> **Your instructions**:
Can you write out every one of the entries below word for word, leaving out the picture?

> **Stored entries**:
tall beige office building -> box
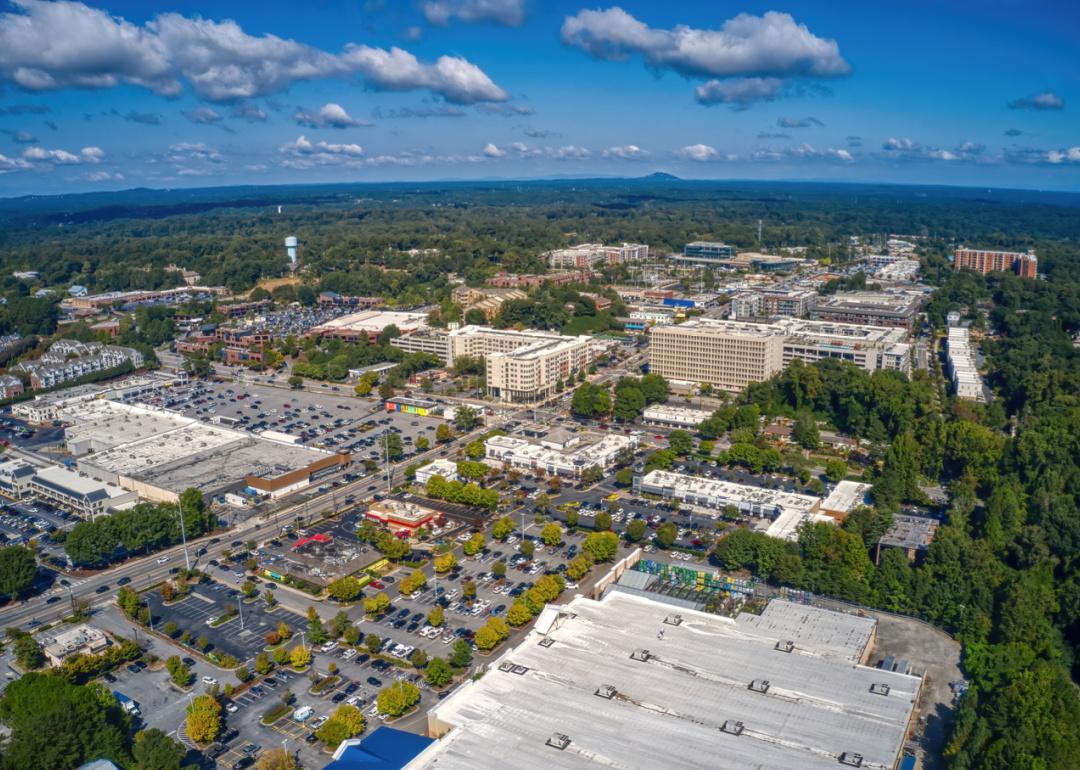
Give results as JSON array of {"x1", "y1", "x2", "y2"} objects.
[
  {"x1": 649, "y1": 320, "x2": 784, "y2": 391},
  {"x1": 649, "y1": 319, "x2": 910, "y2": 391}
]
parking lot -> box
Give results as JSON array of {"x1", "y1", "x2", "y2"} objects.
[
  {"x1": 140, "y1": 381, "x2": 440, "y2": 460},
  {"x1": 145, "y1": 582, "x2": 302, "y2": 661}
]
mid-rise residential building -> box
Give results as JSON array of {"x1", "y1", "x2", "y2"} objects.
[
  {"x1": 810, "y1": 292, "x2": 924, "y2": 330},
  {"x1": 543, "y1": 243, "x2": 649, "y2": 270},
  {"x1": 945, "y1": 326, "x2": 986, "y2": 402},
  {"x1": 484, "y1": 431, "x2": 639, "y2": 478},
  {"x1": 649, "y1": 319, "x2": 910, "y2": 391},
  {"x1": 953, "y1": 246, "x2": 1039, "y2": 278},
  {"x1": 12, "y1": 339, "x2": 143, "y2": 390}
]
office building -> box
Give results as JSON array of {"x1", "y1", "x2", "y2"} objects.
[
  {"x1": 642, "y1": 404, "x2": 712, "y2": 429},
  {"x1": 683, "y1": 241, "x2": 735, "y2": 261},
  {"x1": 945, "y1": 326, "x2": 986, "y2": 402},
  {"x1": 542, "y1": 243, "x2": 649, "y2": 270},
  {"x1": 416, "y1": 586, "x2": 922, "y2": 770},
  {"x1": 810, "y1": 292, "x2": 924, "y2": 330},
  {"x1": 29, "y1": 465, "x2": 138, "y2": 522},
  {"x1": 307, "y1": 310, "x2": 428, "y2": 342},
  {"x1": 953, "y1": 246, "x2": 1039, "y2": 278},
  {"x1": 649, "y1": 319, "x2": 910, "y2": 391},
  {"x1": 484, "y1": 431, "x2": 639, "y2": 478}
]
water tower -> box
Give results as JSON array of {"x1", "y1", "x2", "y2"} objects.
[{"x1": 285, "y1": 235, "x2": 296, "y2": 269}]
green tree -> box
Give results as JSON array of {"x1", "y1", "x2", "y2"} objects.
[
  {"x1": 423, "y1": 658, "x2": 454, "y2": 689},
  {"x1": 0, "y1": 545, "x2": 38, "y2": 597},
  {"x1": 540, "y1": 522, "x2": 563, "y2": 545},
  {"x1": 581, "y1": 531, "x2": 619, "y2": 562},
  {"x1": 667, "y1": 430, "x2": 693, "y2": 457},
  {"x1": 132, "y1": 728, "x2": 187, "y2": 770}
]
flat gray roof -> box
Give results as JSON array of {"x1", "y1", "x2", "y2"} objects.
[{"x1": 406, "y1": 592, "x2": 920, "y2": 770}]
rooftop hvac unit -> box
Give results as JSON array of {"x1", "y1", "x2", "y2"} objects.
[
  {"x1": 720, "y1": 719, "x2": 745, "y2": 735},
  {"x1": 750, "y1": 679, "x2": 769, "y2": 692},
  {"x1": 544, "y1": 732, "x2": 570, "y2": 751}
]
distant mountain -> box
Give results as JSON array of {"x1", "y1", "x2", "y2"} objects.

> **Response to the task**:
tall beige office building -> box
Give results as JSON array of {"x1", "y1", "x2", "y2"} objects.
[
  {"x1": 649, "y1": 320, "x2": 784, "y2": 391},
  {"x1": 649, "y1": 319, "x2": 910, "y2": 391}
]
parking lot -> box
Give results as JSON array of {"x1", "y1", "x2", "y2"} objects.
[
  {"x1": 140, "y1": 381, "x2": 440, "y2": 460},
  {"x1": 145, "y1": 582, "x2": 302, "y2": 661}
]
mid-rise residential building -> box
Give results as JSON array of {"x1", "y1", "x2", "y2"} objects.
[
  {"x1": 810, "y1": 292, "x2": 924, "y2": 330},
  {"x1": 543, "y1": 243, "x2": 649, "y2": 270},
  {"x1": 945, "y1": 326, "x2": 986, "y2": 402},
  {"x1": 484, "y1": 431, "x2": 639, "y2": 478},
  {"x1": 649, "y1": 319, "x2": 910, "y2": 391},
  {"x1": 953, "y1": 246, "x2": 1039, "y2": 278},
  {"x1": 12, "y1": 339, "x2": 143, "y2": 390}
]
office building -> box
Give results as JSON array of {"x1", "y1", "x2", "y2"} objects.
[
  {"x1": 642, "y1": 404, "x2": 712, "y2": 429},
  {"x1": 683, "y1": 241, "x2": 735, "y2": 261},
  {"x1": 945, "y1": 326, "x2": 986, "y2": 402},
  {"x1": 542, "y1": 243, "x2": 649, "y2": 270},
  {"x1": 416, "y1": 586, "x2": 922, "y2": 770},
  {"x1": 810, "y1": 292, "x2": 924, "y2": 330},
  {"x1": 29, "y1": 465, "x2": 138, "y2": 522},
  {"x1": 307, "y1": 310, "x2": 428, "y2": 342},
  {"x1": 953, "y1": 246, "x2": 1039, "y2": 278},
  {"x1": 649, "y1": 319, "x2": 910, "y2": 391},
  {"x1": 484, "y1": 431, "x2": 639, "y2": 478}
]
water tower -> box
Give results as JSON array of {"x1", "y1", "x2", "y2"} objects.
[{"x1": 285, "y1": 235, "x2": 296, "y2": 269}]
green tree -> box
Give results as JSON array of {"x1", "y1", "x2", "y2"} objects.
[
  {"x1": 423, "y1": 658, "x2": 454, "y2": 689},
  {"x1": 0, "y1": 545, "x2": 38, "y2": 597},
  {"x1": 540, "y1": 522, "x2": 563, "y2": 545},
  {"x1": 581, "y1": 531, "x2": 619, "y2": 562},
  {"x1": 667, "y1": 430, "x2": 693, "y2": 457},
  {"x1": 132, "y1": 728, "x2": 187, "y2": 770}
]
flat gray roof -> box
Give results as JSON array of {"x1", "y1", "x2", "y2"} objects.
[{"x1": 406, "y1": 592, "x2": 920, "y2": 770}]
rooftop hvac unit -> box
Give results as JSON array of {"x1", "y1", "x2", "y2"} objects.
[
  {"x1": 720, "y1": 719, "x2": 745, "y2": 735},
  {"x1": 750, "y1": 679, "x2": 769, "y2": 692},
  {"x1": 544, "y1": 732, "x2": 570, "y2": 751}
]
distant mountain -> box
Give results as JSON array of {"x1", "y1", "x2", "y2"} objects.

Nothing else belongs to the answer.